= Required action =
Copy the records from their start through the line containing "positive clicks: (580, 66)", changing "exact" to "precise" and leaving everything else unaltered.
━━━━━━
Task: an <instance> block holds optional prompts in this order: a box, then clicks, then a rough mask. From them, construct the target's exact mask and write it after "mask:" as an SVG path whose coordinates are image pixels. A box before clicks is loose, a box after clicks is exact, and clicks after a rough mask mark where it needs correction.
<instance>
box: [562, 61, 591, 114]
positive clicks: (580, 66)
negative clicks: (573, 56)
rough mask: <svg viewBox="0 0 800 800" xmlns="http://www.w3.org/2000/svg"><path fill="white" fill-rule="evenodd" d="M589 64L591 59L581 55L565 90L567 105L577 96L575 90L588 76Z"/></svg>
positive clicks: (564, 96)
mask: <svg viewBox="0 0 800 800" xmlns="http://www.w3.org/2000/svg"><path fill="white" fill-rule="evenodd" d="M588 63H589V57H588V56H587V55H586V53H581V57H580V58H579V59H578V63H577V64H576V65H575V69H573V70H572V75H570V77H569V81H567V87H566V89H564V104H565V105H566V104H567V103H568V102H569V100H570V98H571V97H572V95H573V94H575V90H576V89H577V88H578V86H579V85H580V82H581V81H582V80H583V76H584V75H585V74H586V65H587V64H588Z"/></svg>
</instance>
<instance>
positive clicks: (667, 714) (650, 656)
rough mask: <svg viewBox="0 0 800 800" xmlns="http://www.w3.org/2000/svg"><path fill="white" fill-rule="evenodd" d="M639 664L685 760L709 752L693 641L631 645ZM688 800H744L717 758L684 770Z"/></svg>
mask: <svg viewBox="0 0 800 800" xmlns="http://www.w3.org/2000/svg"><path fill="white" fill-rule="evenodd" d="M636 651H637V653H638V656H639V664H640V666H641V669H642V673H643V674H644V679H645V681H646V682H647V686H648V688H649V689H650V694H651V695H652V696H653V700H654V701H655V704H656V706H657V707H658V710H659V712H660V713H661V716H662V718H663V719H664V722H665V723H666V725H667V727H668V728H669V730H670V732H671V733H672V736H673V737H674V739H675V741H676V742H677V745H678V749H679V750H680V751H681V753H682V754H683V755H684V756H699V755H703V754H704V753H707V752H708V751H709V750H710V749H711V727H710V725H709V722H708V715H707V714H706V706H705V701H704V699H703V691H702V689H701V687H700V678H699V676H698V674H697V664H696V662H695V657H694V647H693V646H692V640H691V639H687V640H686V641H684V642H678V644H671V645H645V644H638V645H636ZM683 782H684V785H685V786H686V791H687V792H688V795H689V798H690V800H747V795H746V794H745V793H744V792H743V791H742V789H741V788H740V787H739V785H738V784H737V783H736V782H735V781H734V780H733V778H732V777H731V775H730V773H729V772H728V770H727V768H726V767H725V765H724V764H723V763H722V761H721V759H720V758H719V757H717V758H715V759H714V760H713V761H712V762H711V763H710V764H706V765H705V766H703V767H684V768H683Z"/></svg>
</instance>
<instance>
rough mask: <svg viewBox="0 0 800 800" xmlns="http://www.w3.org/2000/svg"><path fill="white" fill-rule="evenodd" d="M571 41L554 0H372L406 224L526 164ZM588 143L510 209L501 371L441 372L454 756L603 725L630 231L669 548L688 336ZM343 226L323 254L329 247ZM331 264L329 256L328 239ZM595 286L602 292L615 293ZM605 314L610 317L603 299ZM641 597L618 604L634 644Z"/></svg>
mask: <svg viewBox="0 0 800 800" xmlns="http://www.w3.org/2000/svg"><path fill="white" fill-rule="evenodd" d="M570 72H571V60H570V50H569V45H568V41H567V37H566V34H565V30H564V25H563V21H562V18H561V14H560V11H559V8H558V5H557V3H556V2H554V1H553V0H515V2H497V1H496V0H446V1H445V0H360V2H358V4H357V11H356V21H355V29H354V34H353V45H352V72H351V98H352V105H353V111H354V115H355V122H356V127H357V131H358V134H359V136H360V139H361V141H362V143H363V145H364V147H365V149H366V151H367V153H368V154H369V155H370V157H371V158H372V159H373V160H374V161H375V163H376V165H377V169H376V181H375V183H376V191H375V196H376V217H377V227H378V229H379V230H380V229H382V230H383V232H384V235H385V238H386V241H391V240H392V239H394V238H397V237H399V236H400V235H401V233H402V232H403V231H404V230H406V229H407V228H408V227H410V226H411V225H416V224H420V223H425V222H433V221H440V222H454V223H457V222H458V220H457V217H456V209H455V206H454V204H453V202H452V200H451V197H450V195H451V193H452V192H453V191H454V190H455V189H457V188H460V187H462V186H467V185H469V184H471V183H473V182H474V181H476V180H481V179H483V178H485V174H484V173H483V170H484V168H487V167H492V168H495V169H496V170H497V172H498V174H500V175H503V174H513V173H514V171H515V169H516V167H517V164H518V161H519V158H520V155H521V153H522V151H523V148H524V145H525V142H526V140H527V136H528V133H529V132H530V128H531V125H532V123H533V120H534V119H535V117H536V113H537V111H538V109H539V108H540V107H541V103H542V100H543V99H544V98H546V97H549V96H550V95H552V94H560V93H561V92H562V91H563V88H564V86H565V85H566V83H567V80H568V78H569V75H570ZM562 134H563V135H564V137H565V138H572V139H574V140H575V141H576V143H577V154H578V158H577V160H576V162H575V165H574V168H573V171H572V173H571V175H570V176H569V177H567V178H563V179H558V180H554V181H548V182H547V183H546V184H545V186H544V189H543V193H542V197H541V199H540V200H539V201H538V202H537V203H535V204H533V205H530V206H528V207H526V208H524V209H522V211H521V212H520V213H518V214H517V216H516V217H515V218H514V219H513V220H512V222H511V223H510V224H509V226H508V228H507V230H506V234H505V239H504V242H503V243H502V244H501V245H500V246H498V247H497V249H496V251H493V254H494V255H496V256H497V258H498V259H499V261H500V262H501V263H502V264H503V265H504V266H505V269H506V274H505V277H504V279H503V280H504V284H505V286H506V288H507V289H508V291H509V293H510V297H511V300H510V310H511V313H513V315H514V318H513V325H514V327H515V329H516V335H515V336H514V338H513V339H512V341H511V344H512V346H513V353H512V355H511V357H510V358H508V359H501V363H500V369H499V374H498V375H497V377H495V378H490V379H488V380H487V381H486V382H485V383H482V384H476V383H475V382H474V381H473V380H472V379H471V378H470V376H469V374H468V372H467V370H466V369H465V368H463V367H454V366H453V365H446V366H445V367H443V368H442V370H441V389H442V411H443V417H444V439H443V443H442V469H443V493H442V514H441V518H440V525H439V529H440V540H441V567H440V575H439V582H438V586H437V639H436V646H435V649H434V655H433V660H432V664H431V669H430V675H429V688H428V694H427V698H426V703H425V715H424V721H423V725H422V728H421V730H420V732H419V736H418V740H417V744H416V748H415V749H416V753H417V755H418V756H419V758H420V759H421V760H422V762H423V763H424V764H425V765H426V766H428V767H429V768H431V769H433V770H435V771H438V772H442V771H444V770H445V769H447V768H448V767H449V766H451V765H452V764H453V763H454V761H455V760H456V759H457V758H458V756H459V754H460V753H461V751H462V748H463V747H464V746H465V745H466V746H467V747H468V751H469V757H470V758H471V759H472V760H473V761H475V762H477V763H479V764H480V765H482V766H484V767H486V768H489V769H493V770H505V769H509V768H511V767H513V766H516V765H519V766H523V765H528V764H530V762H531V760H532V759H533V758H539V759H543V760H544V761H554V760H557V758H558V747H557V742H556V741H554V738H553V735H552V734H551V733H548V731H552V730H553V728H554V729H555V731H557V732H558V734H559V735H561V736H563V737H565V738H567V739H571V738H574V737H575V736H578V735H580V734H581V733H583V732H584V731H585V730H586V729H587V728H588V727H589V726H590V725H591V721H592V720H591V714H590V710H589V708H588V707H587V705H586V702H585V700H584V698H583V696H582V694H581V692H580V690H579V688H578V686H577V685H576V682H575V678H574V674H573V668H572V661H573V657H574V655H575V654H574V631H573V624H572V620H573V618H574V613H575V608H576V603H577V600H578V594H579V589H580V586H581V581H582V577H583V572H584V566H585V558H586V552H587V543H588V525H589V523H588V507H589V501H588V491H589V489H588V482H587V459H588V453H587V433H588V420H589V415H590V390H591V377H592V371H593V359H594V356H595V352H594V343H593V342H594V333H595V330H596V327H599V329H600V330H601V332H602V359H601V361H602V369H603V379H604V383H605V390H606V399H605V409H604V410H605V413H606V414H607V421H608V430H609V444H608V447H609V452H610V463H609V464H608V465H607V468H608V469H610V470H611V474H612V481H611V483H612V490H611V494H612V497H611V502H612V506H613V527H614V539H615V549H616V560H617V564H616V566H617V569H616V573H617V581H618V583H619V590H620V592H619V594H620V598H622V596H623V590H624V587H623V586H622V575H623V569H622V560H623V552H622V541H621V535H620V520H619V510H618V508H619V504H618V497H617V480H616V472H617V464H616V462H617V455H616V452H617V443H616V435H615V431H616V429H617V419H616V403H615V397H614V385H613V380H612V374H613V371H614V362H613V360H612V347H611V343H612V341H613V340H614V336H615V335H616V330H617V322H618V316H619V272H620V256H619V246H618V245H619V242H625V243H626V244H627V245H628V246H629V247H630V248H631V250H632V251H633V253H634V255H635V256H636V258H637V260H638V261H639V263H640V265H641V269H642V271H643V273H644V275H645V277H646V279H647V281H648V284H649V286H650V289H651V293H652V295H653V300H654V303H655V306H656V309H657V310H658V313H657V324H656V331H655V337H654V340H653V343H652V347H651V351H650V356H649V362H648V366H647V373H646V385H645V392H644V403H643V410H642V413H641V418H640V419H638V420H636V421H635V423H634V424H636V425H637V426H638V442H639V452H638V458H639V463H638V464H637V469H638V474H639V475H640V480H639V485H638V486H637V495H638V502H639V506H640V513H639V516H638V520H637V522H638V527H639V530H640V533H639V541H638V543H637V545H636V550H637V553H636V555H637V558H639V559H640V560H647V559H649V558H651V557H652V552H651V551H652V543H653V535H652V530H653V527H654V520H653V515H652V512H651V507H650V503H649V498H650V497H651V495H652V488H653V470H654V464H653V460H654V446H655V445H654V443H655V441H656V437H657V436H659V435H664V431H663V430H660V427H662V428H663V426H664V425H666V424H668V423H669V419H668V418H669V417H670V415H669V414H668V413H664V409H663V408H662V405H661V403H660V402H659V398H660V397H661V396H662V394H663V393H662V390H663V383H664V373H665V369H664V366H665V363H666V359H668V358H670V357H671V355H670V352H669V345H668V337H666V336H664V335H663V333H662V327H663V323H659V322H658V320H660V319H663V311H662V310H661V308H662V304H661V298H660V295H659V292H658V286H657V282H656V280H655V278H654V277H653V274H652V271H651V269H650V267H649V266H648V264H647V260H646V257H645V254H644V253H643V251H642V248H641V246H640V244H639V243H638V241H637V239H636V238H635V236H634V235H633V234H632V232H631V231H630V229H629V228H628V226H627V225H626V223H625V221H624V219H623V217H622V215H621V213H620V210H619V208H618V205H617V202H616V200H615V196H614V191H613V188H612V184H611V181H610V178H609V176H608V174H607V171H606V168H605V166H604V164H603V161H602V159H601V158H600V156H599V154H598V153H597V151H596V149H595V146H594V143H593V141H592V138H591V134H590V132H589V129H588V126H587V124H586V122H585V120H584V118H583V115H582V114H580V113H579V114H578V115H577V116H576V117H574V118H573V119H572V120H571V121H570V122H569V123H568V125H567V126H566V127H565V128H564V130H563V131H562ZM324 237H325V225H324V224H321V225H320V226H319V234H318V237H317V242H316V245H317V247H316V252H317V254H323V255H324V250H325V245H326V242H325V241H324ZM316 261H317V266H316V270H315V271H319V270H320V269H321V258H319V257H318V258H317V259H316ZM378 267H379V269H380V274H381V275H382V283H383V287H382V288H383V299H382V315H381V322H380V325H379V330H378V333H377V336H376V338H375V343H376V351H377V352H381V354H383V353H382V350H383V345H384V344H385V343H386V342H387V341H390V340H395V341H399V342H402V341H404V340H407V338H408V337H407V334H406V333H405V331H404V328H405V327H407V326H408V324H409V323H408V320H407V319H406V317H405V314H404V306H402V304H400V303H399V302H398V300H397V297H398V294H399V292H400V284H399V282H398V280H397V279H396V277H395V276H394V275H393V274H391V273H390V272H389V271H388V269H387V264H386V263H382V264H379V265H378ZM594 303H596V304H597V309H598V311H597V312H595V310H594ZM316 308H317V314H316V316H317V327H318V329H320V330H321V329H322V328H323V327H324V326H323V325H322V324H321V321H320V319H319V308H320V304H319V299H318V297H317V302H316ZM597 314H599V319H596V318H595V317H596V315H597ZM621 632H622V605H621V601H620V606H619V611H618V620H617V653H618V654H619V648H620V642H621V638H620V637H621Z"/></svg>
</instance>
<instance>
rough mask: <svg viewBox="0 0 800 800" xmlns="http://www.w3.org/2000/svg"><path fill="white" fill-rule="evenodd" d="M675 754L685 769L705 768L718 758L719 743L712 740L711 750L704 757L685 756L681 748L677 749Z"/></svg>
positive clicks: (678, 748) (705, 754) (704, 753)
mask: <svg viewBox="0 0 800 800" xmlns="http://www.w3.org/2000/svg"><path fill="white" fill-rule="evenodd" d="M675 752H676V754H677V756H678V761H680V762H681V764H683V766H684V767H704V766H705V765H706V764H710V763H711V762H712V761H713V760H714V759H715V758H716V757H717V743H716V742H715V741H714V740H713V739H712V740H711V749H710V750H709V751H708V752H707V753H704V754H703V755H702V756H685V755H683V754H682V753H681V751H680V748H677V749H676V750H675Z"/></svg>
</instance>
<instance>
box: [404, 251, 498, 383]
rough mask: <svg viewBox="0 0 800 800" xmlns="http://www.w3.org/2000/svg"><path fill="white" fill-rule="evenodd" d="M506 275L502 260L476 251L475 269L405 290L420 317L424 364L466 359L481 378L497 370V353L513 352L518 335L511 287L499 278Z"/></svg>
━━━━━━
= Exercise output =
Task: an <instance> block holds optional prompts in this order: a box, then clicks, then a rough mask. From them, construct the target's precise mask and write it after "mask:" as an SVG path whose coordinates are image pixels. A box before clicks is loose, a box after clicks is precise, and clicks after a rough mask mark where it needs correction.
<instance>
box: [562, 61, 591, 114]
positive clicks: (580, 66)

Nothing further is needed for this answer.